Exercise aim |
Your answer should consist only of the lines below from the one with "Target: snowshoe" through the one with "Target: snow-covered hillside", copied exactly.

(Records from a data collection)

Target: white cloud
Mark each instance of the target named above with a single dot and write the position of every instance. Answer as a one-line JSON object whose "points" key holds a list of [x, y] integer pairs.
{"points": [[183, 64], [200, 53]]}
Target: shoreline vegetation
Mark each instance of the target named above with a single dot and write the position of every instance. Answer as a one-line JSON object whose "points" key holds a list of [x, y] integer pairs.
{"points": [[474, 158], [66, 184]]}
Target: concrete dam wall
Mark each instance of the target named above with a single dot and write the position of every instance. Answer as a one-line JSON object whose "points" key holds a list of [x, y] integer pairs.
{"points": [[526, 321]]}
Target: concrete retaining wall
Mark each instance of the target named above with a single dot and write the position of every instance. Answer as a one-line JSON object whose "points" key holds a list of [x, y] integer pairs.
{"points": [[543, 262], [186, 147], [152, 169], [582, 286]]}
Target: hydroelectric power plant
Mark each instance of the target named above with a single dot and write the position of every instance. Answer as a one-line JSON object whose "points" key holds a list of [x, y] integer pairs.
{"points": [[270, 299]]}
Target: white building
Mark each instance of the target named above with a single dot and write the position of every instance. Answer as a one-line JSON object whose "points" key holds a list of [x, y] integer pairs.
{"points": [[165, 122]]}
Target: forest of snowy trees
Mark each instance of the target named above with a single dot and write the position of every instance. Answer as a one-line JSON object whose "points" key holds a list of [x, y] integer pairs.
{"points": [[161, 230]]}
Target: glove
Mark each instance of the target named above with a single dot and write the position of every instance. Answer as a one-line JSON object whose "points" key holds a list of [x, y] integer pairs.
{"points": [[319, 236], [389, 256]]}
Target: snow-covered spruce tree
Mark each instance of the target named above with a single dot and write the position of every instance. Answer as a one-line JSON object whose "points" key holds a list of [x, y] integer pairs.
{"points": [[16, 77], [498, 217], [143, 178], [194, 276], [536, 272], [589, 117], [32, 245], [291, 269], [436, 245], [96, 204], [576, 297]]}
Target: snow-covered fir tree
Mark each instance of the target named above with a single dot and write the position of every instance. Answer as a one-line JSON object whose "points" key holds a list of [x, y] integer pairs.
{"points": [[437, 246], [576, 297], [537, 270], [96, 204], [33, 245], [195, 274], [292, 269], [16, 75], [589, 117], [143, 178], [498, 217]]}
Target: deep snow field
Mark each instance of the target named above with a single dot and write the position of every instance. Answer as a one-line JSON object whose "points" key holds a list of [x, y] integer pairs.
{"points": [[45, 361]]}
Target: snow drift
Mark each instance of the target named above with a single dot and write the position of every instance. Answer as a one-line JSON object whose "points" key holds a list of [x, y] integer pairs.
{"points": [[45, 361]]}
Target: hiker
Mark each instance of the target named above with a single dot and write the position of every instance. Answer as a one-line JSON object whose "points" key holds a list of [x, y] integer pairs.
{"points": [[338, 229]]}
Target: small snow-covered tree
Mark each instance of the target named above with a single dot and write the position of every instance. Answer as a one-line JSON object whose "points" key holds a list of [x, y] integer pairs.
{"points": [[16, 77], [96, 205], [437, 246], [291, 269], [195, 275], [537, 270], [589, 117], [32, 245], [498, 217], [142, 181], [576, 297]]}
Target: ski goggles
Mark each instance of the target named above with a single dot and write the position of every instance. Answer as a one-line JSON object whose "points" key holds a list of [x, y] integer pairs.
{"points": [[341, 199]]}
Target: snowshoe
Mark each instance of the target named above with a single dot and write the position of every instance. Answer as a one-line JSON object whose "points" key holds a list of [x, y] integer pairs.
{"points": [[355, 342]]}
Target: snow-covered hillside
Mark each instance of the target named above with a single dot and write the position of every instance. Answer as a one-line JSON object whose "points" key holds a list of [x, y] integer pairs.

Exercise answer |
Target: snowshoe
Mark each instance of the target named above with a single dot and write the position of every instance. Answer as a one-line JSON object whose "points" key holds a list of [x, y] integer pairs.
{"points": [[355, 342]]}
Target: snow-covered hillside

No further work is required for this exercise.